## [Work to complete]
Resume the news article on the Greenfield noise ordinance veto, starting after its last sentence.

-- START Document excerpt --

Martin said not only does he have a lot of concerns, but does not think a $50 fine is going to work.

“I think it will be an exercise in frustration for the town,” he said. “This ordinance is not helpful and it opens the door for more neighbor-to-neighbor arguments.”

The council will now have up to 30 days to vote to override the mayor’s veto. If a motion is made to do so, it doesn’t seem it will have the votes, because an override would need the votes of nine of the 13 councilors.

On July 1, the council will reorganize and two of its members, President Mark Wisnewski and Precinct 5 Councilor David Singer, will leave. Both supported the noise ordinance.

Isaac Mass and Penny Ricketts will take their seats respectively and they both said Thursday they will vote to sustain the mayor’s veto.

“There’s a lot more work that needs to be done on that ordinance,” said Ricketts.

Precinct 3 Councilor Brickett Allis, Precinct 4 Councilor Steven Ronhave and Precinct 7 Councilor Karen “Rudy” Renaud all voted “no” to the noise ordinance in the final vote and there is no indication that any of them would change their minds.

The new ordinance forbids anyone from creating “plainly audible” sound, including music, yelling, shouting, hooting, whistling and singing within 50 feet of others between 10 p.m. and 7 a.m.

Allis said he is concerned that the ordinance would prevent residents from having a one-time graduation party, for instance, if a neighbor didn’t like the noise.

He said there is no mechanism in Greenfield that allows something like that to be exempted or permitted.

While the authors of the ordinance have been criticized for being too vague, Town Council Vice President Hillary Hoffman, who was one of the authors, said it was fashioned after the one in Worcester.

“We were looking for a baseline quality-of-life standard,” said Hoffman. “We are hoping this encourages neighbors to get along and act politely.”

But skeptics say they believe the ordinance could do just the opposite and encourage neighbors who already don’t get along to start reporting each other over every little noise.

And because the new ordinance does not use decibels to measure sound, but instead uses distance, it becomes an issue of how much sound each individual can tolerate and that can lead to unfairness, said the police chief and other town leaders.

-- END Document excerpt --
-- START Provided data --

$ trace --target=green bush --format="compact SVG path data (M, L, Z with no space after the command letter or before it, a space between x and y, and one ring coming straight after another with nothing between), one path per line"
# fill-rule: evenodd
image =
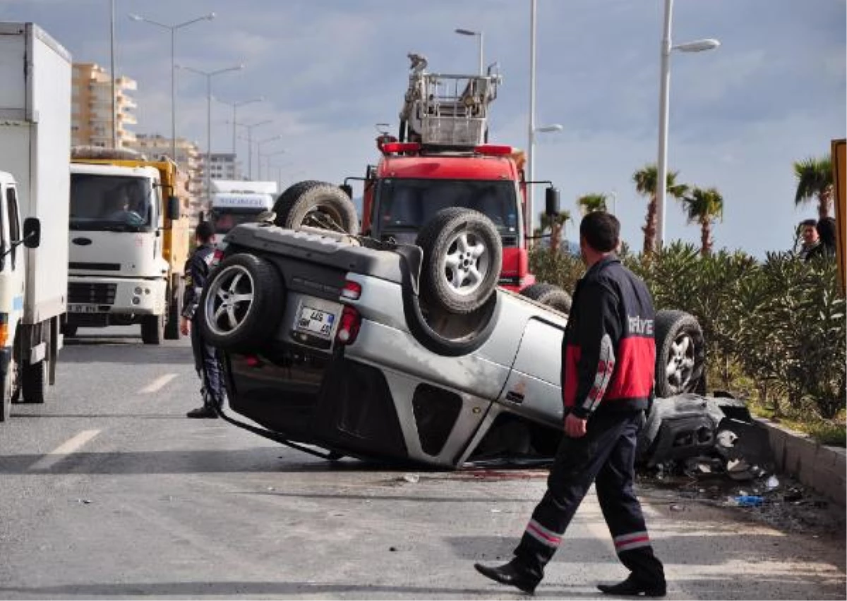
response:
M758 262L725 251L704 257L682 243L651 256L622 254L656 307L697 317L724 387L753 381L778 415L832 419L847 408L847 300L838 295L833 262L805 263L789 253ZM533 251L530 265L539 281L568 291L584 273L579 257L546 249Z

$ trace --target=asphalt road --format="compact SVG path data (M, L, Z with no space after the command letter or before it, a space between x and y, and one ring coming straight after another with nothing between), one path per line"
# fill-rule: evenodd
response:
M0 425L0 598L515 597L473 564L508 559L543 471L329 465L186 419L187 344L125 331L82 330L47 403ZM843 546L640 492L671 598L847 596ZM590 496L536 597L601 598L612 549Z

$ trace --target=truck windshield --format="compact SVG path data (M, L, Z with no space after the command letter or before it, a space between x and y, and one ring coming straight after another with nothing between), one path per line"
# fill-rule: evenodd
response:
M226 234L236 225L255 222L257 216L260 212L262 212L252 211L246 212L244 211L234 212L213 209L209 217L211 218L212 225L214 226L215 233Z
M490 179L383 179L374 225L383 232L418 230L447 207L479 211L501 235L518 234L514 182Z
M86 231L152 230L150 179L124 175L73 174L70 229Z

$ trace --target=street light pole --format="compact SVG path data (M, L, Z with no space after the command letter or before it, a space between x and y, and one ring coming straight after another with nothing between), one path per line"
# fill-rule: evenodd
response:
M258 179L262 179L262 146L263 144L268 144L268 142L273 142L282 138L281 135L274 135L265 140L259 141L256 142L256 158L259 163L259 173Z
M238 108L243 107L247 104L252 104L253 102L262 102L264 101L264 96L260 96L256 98L251 98L250 100L240 100L235 102L229 102L225 100L221 100L220 98L215 98L219 102L223 102L224 104L228 104L232 107L232 153L235 154L235 125L238 123Z
M714 39L696 40L684 44L671 45L671 23L673 0L665 0L665 21L662 36L662 60L659 80L659 156L656 166L656 225L658 230L656 244L665 244L665 209L667 200L667 122L670 113L671 51L700 52L713 50L721 45Z
M484 32L484 31L473 31L471 30L463 30L463 29L454 30L454 31L456 31L456 33L459 34L460 36L476 36L479 38L479 40L478 40L478 42L479 42L478 48L479 48L479 74L480 75L484 75L485 74L485 59L484 59L484 57L483 56L483 47L484 47L483 39L484 38L484 36L485 36Z
M529 0L529 140L527 145L527 173L529 181L535 179L535 33L536 33L536 3ZM533 186L526 187L526 209L523 216L527 235L534 235L533 223L535 220L534 194Z
M116 96L114 78L114 0L112 0L112 13L110 17L109 56L112 73L112 147L118 147L118 96Z
M671 88L671 20L673 0L665 0L665 26L662 36L661 75L659 80L659 157L656 168L656 221L658 245L665 245L665 202L667 196L667 121Z
M244 124L233 121L232 123L235 126L241 126L247 130L247 179L253 179L253 128L259 127L260 125L267 125L271 123L273 119L265 119L264 121L259 121L254 124Z
M240 71L244 69L243 64L235 67L226 67L219 69L216 71L202 71L199 69L191 67L183 67L176 65L177 69L184 69L186 71L196 73L206 78L206 197L209 198L212 193L212 78L230 71Z
M267 160L267 163L268 163L268 176L267 177L270 178L270 176L271 176L270 157L275 157L275 156L280 155L280 154L285 154L285 150L274 151L274 152L268 152L267 154L262 154L261 152L259 153L259 179L260 180L262 179L262 157L264 157L266 159L268 159Z
M204 14L202 17L197 17L197 19L191 19L187 21L183 21L182 23L177 23L175 25L169 25L164 23L159 23L158 21L154 21L152 19L146 19L138 14L130 14L130 19L133 21L142 21L144 23L149 23L152 25L156 25L157 27L161 27L162 29L170 30L170 147L171 147L171 158L176 163L176 64L174 63L174 51L176 47L176 30L182 29L183 27L187 27L190 25L197 23L198 21L211 21L214 19L214 13L209 13L208 14Z

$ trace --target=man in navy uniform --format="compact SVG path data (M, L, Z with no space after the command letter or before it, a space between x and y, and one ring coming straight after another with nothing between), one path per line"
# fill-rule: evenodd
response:
M615 255L619 235L620 223L606 212L589 213L579 225L588 271L573 292L562 340L565 436L514 558L498 567L474 565L526 593L541 582L595 482L617 558L630 571L623 582L598 588L615 595L665 595L664 569L633 491L636 436L653 394L656 316L647 287ZM579 549L572 554L579 556Z
M189 417L215 418L218 416L215 407L220 407L224 400L220 366L214 348L203 340L199 324L194 319L200 303L200 295L206 285L209 268L214 260L214 229L212 224L208 221L198 223L195 236L197 249L185 263L185 295L182 301L180 330L184 336L189 334L191 336L194 365L203 381L203 404L186 415Z

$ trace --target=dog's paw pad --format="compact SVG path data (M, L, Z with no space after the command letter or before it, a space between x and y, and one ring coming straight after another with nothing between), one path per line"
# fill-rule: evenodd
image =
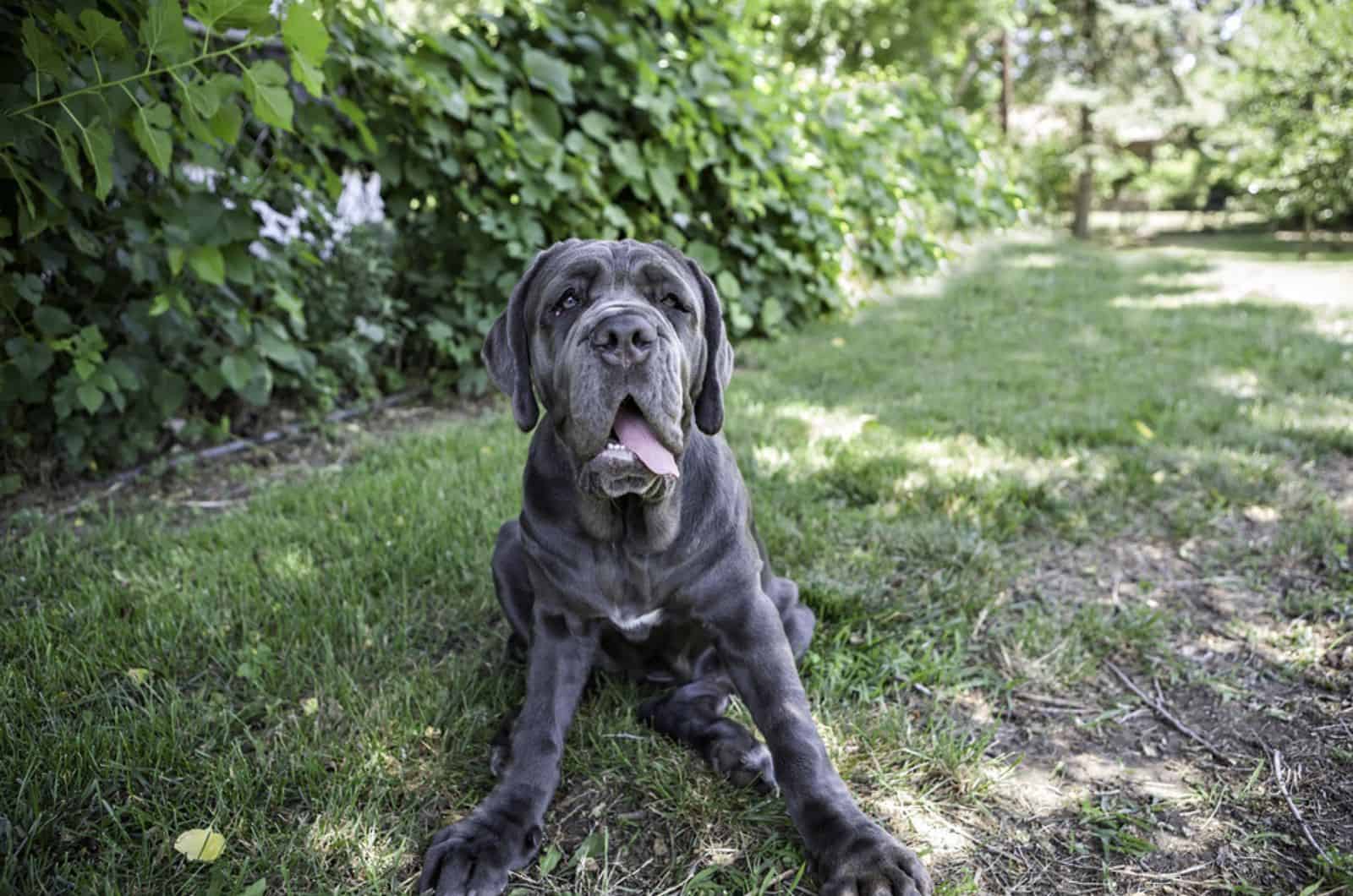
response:
M733 744L727 746L733 747ZM762 793L779 792L775 765L764 743L754 740L750 746L737 744L736 748L717 751L712 765L737 786L752 786Z

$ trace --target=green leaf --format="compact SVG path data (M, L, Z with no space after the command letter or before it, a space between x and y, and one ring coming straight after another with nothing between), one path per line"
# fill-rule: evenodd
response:
M281 41L292 55L300 55L319 68L329 51L329 28L325 27L323 7L311 0L291 0L287 20L281 23Z
M203 118L211 118L221 108L221 95L211 84L184 84L183 95L192 111Z
M583 133L591 137L598 143L605 143L610 139L610 129L616 126L616 122L610 120L606 115L601 112L584 112L582 118L578 119L578 126L583 129Z
M46 31L38 27L38 20L28 16L23 20L19 30L23 34L23 54L28 57L30 62L32 62L32 70L39 76L51 79L53 81L64 81L68 74L66 60L61 54L61 49L57 46L55 41L53 41Z
M709 276L714 276L724 267L723 260L718 257L718 249L700 240L691 240L686 244L686 254L694 259L695 264Z
M160 413L168 417L183 407L183 402L188 397L188 383L177 374L161 371L160 380L156 383L152 397Z
M141 375L137 374L137 369L131 367L131 364L127 364L120 357L110 357L104 361L103 368L108 371L115 380L118 380L118 386L129 393L141 388Z
M104 125L89 125L80 137L84 142L85 157L93 165L93 195L103 200L112 189L112 134Z
M464 102L464 99L461 99ZM361 111L361 107L353 103L346 96L336 96L334 106L338 111L346 115L353 127L357 129L357 137L361 138L361 145L368 153L376 152L376 138L371 135L371 130L367 127L367 114ZM464 120L464 119L461 119Z
M675 208L681 202L681 191L676 188L676 175L666 165L652 165L648 168L648 183L658 194L658 202L666 208Z
M718 287L718 298L725 302L736 300L743 294L741 284L737 283L737 277L731 271L720 271L718 276L714 277L714 286Z
M325 70L303 55L291 57L291 77L300 81L311 96L322 96L325 92Z
M511 92L511 108L522 116L526 127L536 137L559 142L559 138L564 135L564 119L559 114L559 107L548 96L532 93L518 87Z
M122 32L122 24L97 9L83 11L80 24L84 26L84 45L96 53L120 57L131 49L127 45L127 35Z
M221 375L241 398L252 405L264 405L272 393L272 371L268 361L253 352L226 355L221 359Z
M47 372L51 367L54 355L51 349L42 342L34 342L26 336L16 336L7 340L5 352L9 353L9 359L14 361L19 372L23 374L24 379L35 380Z
M152 0L139 34L146 51L162 62L181 62L192 55L179 0Z
M66 169L66 176L74 181L76 189L84 189L84 172L80 171L80 143L65 127L54 129L57 135L57 149L61 152L61 166Z
M245 115L237 103L223 102L216 114L207 122L207 127L221 138L221 142L231 146L239 139L239 126L244 125L244 120Z
M760 323L763 330L774 333L775 328L778 328L783 321L785 309L779 303L779 299L771 296L762 302Z
M215 367L199 367L192 375L192 382L211 401L216 401L226 388L226 380Z
M70 322L70 315L50 305L39 305L32 310L32 322L38 325L46 337L64 336L76 329Z
M567 64L533 47L526 47L521 54L521 62L533 87L549 91L549 95L564 106L572 106L574 88L568 83Z
M258 333L258 351L264 353L264 357L272 359L287 369L298 374L304 372L306 361L300 349L275 333L268 330Z
M216 246L193 246L188 253L188 267L200 280L211 286L226 282L226 259Z
M253 355L226 355L221 359L221 376L226 380L226 386L239 393L261 364L262 361Z
M192 0L188 12L208 28L254 30L272 20L268 0Z
M165 103L139 107L137 118L131 122L131 134L137 138L137 145L164 176L169 175L169 162L173 161L173 139L169 137L172 126L173 112Z
M268 125L291 130L294 106L287 89L287 70L272 60L254 62L244 70L245 96L253 106L254 115Z
M76 398L91 414L103 407L103 390L93 383L81 383L76 388Z
M281 23L281 41L291 53L291 76L304 85L311 96L325 91L325 53L329 51L329 28L325 27L323 8L318 3L292 0L287 7L287 20Z
M616 162L616 168L620 169L620 173L630 181L644 181L644 160L639 154L639 145L635 143L635 141L622 139L612 143L610 161Z

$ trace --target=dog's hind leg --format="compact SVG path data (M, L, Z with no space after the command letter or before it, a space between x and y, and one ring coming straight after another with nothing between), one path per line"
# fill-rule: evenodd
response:
M724 717L732 684L720 671L682 685L639 707L639 717L659 734L694 748L739 786L779 789L770 751L752 732Z

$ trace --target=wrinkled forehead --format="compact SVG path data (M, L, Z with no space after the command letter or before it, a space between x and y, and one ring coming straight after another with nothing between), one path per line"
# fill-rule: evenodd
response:
M663 288L685 292L687 303L700 306L698 290L685 265L672 253L647 242L582 242L561 250L547 264L536 277L528 311L557 298L568 287L583 287L593 296L625 288L640 294Z

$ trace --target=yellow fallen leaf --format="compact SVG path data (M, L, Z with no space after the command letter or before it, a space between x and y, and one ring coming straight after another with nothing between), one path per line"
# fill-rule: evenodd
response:
M226 849L226 838L210 827L207 830L195 827L180 834L173 847L187 855L189 862L215 862L221 850Z
M1276 508L1264 503L1252 503L1245 508L1245 518L1250 522L1277 522L1280 516Z

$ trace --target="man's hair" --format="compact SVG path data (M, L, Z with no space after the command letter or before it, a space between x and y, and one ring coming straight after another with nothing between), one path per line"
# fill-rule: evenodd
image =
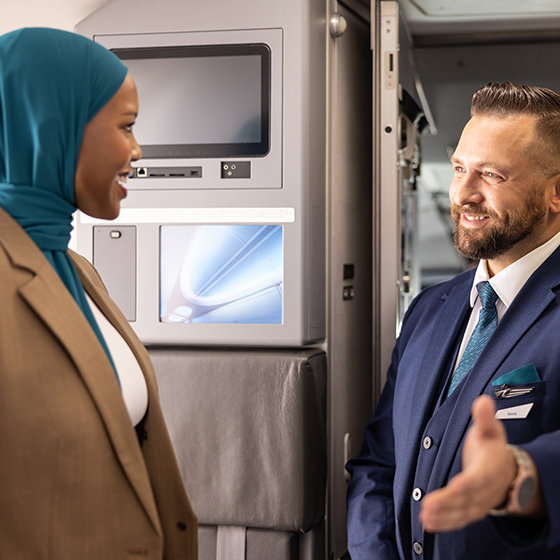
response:
M490 82L475 92L471 115L537 117L533 157L546 175L560 172L560 94L547 88Z

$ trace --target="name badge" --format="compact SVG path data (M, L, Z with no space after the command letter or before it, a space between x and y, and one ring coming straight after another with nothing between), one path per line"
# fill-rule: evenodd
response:
M502 408L496 412L498 420L516 420L518 418L527 418L529 412L535 403L521 404L510 408Z

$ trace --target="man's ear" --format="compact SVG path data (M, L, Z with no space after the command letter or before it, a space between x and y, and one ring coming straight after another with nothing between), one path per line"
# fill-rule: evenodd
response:
M552 214L560 214L560 173L552 177L551 181L554 182L554 190L550 200L550 212Z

-- END Provided data --

## [Result of the task]
Haigh said the ordinance as written leaves the door open for some to be fined while others will get away with the same exact offense just because one neighbor tolerates noise better than another.

The ordinance also forbids anyone from using a power saw, drill, grinder, lawn mower, leaf blower, lawn or garden tool or similar tool between 10 p.m. and 7 a.m. Monday through Saturday and 9 p.m. and 9 a.m. on Sunday.

Haigh said police already respond to many noise and disturbance calls and typically speak to the person or people being accused of making the noise. Police return if the noise doesn’t stop and someone is reported a second time.

He said a second visit can lead to a citation or an arrest in extreme cases.

Under the new ordinance, police would do the same, except that they would fine a person or people $50 on the second call, but the ordinance does not make clear whether the second call refers to the same incident or a different one on a different day.

Hoffman, along with its other authors, which include Wisnewski, said they wrote it because excessive and unnecessary noise is a significant threat to health, welfare, safety and quality of life and causes sleep disturbances, creates anxiety and distress and can even lead to aggressive behavior in some people.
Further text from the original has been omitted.